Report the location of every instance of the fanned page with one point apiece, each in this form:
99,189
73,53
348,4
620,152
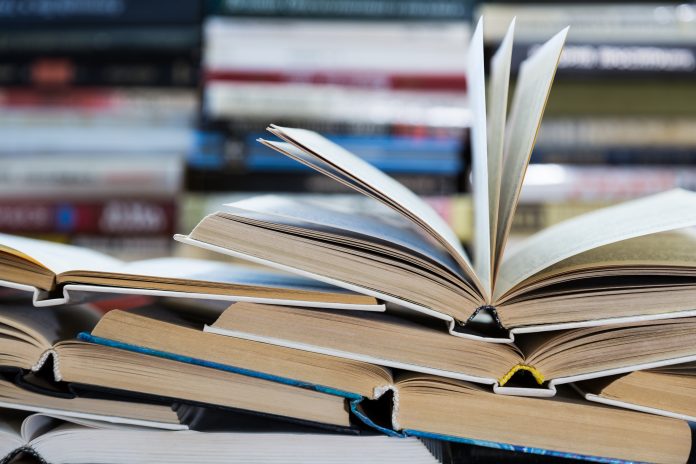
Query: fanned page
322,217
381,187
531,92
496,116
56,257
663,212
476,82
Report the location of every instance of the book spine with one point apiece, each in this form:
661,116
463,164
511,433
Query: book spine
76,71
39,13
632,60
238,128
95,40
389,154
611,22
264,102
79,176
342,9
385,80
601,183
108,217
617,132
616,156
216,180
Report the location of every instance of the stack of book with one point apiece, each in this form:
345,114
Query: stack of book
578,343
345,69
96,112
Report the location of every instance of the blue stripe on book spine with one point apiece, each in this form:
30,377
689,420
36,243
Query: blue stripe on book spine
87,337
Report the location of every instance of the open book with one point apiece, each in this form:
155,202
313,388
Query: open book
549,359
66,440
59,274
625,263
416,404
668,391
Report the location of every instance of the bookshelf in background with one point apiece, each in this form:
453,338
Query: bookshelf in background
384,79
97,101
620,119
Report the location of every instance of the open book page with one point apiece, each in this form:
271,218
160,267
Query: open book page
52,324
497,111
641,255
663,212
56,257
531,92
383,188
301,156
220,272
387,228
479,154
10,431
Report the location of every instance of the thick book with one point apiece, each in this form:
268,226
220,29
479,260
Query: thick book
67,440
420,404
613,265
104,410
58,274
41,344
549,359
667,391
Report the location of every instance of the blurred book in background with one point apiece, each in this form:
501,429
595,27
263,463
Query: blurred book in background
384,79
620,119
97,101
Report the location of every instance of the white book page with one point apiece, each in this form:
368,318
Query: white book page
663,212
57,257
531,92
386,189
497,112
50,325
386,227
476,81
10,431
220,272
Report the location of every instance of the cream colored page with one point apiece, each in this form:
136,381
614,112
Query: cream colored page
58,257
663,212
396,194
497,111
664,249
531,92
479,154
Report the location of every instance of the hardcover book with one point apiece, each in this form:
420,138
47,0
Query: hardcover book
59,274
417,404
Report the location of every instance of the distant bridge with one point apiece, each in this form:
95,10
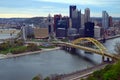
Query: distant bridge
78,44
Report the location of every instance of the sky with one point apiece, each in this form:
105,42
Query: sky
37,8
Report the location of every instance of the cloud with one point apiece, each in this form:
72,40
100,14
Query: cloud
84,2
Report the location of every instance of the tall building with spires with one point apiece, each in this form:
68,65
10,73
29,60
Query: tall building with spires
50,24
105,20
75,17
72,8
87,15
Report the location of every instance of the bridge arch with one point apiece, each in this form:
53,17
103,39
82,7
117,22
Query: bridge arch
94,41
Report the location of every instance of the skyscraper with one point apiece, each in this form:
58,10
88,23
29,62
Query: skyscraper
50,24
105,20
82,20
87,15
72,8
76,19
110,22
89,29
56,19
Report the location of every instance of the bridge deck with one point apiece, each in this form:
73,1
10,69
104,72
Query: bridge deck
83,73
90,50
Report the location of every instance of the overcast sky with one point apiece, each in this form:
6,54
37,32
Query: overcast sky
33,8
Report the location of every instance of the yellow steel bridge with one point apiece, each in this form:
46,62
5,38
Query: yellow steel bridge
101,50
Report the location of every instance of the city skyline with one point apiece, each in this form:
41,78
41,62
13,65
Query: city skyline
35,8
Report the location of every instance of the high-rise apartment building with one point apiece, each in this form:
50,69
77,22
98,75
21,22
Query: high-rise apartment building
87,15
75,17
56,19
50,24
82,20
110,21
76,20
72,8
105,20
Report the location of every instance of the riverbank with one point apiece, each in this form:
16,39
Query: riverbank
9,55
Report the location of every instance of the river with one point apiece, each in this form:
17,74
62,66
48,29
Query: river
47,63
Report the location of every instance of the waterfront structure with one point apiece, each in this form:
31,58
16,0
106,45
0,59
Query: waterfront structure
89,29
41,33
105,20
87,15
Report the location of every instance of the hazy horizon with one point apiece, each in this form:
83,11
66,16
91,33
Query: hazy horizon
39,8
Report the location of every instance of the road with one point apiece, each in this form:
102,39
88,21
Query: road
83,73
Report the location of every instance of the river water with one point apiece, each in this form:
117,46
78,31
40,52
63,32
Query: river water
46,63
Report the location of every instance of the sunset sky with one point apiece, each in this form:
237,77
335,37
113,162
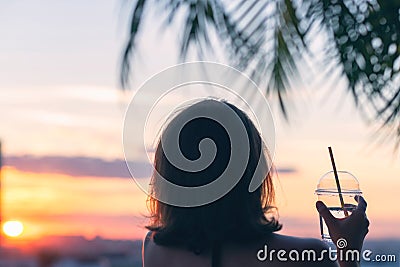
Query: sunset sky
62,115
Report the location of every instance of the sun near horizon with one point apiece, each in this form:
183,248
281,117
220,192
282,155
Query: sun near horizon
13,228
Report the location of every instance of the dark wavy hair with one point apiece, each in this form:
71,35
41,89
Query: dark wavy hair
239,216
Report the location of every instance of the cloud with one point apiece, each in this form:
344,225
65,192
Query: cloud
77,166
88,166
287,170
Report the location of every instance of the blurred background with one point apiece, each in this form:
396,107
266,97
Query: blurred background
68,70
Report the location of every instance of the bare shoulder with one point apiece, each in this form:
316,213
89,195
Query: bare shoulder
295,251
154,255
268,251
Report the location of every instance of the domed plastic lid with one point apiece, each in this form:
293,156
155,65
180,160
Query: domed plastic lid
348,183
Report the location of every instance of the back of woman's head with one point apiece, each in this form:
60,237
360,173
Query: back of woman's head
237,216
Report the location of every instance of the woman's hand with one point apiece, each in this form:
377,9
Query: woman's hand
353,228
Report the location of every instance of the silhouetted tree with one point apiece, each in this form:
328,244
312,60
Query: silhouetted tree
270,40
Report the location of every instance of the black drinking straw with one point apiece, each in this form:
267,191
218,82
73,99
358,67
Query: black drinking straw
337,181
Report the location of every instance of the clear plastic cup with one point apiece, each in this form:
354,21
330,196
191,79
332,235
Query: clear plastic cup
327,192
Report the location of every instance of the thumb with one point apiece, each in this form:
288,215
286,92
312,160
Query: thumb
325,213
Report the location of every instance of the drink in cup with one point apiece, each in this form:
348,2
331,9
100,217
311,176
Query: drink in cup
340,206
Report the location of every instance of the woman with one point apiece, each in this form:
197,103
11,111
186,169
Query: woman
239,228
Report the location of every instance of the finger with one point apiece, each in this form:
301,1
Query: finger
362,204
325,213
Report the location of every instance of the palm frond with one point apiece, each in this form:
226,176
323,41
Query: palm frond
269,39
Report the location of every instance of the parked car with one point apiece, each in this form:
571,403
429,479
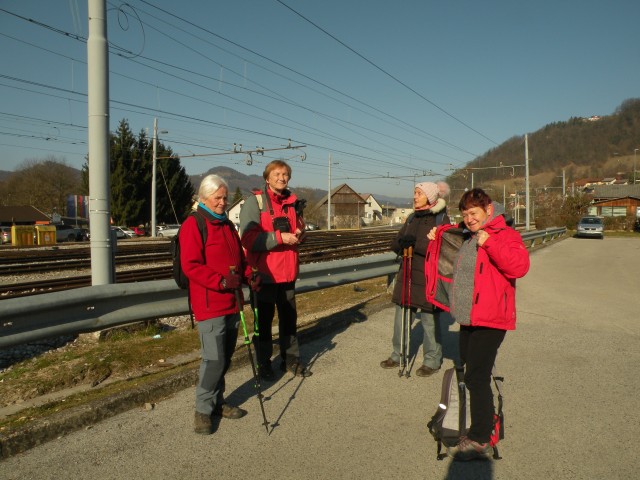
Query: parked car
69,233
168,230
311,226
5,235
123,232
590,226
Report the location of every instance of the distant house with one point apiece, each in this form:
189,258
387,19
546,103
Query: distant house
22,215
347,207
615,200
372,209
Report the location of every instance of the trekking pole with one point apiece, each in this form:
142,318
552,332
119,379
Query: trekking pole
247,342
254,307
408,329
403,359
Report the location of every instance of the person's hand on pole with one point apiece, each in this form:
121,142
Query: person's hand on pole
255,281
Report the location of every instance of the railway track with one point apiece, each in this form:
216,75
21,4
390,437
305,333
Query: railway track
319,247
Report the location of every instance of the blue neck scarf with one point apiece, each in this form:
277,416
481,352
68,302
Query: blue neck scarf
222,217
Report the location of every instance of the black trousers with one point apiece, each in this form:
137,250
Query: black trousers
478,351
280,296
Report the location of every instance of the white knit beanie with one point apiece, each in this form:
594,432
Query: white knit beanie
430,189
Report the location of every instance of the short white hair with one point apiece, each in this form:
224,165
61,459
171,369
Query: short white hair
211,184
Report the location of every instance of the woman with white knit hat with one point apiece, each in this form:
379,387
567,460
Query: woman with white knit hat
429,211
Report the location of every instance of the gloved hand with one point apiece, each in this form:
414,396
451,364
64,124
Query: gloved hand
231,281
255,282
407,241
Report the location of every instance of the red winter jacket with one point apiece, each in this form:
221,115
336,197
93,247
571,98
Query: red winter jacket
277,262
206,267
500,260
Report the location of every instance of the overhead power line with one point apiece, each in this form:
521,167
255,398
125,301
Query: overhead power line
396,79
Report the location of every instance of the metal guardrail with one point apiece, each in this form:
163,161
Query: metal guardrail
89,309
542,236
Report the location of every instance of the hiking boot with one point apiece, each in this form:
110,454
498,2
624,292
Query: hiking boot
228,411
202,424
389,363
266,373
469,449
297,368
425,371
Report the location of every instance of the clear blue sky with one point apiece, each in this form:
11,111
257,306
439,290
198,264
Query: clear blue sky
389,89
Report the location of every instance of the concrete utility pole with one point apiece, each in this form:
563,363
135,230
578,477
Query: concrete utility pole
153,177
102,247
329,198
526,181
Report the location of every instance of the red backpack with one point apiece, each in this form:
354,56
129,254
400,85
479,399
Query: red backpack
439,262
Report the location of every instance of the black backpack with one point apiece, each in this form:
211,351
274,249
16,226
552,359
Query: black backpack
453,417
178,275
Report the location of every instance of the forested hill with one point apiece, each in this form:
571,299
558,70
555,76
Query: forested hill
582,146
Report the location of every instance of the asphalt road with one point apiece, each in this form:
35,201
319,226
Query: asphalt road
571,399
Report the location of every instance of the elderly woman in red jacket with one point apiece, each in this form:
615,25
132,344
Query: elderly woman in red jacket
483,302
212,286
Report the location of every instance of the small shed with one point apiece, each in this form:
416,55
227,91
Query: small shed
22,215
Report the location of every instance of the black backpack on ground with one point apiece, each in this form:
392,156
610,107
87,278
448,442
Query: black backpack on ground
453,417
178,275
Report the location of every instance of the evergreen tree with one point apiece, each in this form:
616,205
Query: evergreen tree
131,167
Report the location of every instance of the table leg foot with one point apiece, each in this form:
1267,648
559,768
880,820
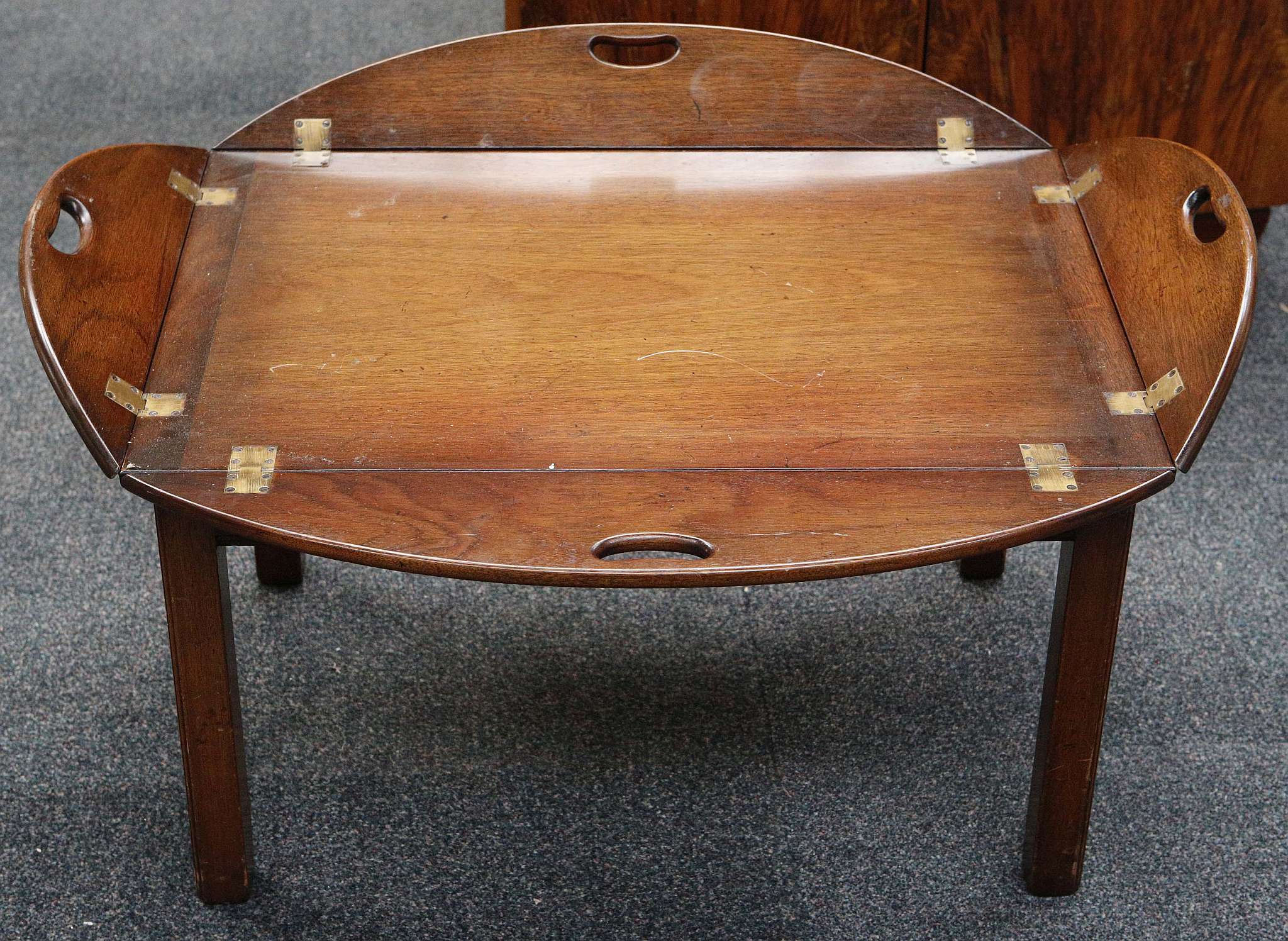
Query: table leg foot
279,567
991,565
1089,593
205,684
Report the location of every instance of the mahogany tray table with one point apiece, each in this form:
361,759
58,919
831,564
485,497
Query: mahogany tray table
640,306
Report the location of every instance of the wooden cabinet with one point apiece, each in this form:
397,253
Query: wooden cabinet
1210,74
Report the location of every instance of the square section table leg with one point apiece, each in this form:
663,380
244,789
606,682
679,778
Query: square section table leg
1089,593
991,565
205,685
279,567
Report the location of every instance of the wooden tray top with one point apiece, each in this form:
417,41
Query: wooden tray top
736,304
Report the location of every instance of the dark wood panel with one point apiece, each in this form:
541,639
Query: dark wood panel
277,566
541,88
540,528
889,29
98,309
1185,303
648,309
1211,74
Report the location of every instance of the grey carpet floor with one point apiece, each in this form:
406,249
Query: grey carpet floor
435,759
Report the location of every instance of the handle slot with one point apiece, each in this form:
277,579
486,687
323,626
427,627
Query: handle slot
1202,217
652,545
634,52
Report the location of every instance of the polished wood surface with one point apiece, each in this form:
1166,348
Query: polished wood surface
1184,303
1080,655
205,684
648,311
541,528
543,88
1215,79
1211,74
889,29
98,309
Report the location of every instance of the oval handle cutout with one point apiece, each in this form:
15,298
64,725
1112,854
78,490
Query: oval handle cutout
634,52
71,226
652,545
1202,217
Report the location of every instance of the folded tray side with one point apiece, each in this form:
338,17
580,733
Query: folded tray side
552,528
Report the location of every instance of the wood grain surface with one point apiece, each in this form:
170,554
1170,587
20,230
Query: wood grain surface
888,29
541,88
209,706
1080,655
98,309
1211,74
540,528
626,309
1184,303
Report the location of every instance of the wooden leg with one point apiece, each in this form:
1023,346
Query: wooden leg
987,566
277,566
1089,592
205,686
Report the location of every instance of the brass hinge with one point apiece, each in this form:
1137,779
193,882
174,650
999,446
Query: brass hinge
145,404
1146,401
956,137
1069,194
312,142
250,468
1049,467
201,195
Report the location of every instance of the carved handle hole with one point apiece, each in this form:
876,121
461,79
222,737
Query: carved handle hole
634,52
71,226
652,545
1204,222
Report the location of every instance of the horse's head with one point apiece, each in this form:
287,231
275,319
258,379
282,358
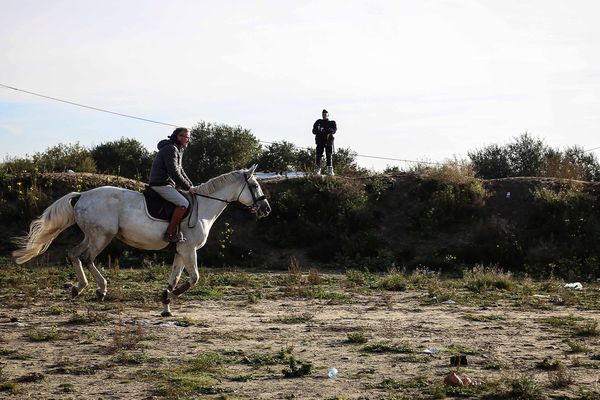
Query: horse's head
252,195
====================
• _WRITTEN TASK_
Write out the lines of the listing from the one that holds "Report the location of every instance of the brass" to the very last line, both included, exactly as they appear and without any pictures.

• _EXERCISE RESULT_
Report the location of every instance of the brass hinge with one point apiece, each in this form:
1137,779
193,882
174,650
999,446
Query: brass hinge
145,404
1146,401
956,137
1069,194
312,142
250,468
1049,467
201,195
Report the location of every instance of the carved handle hole with one point apiece, each in this form:
876,121
461,79
222,737
Query: carved handle hole
634,52
71,226
652,545
1204,222
Report the location of every instance of the horse's head with one point apiece, each in this form:
287,231
275,319
258,379
282,358
Query: horse's head
252,195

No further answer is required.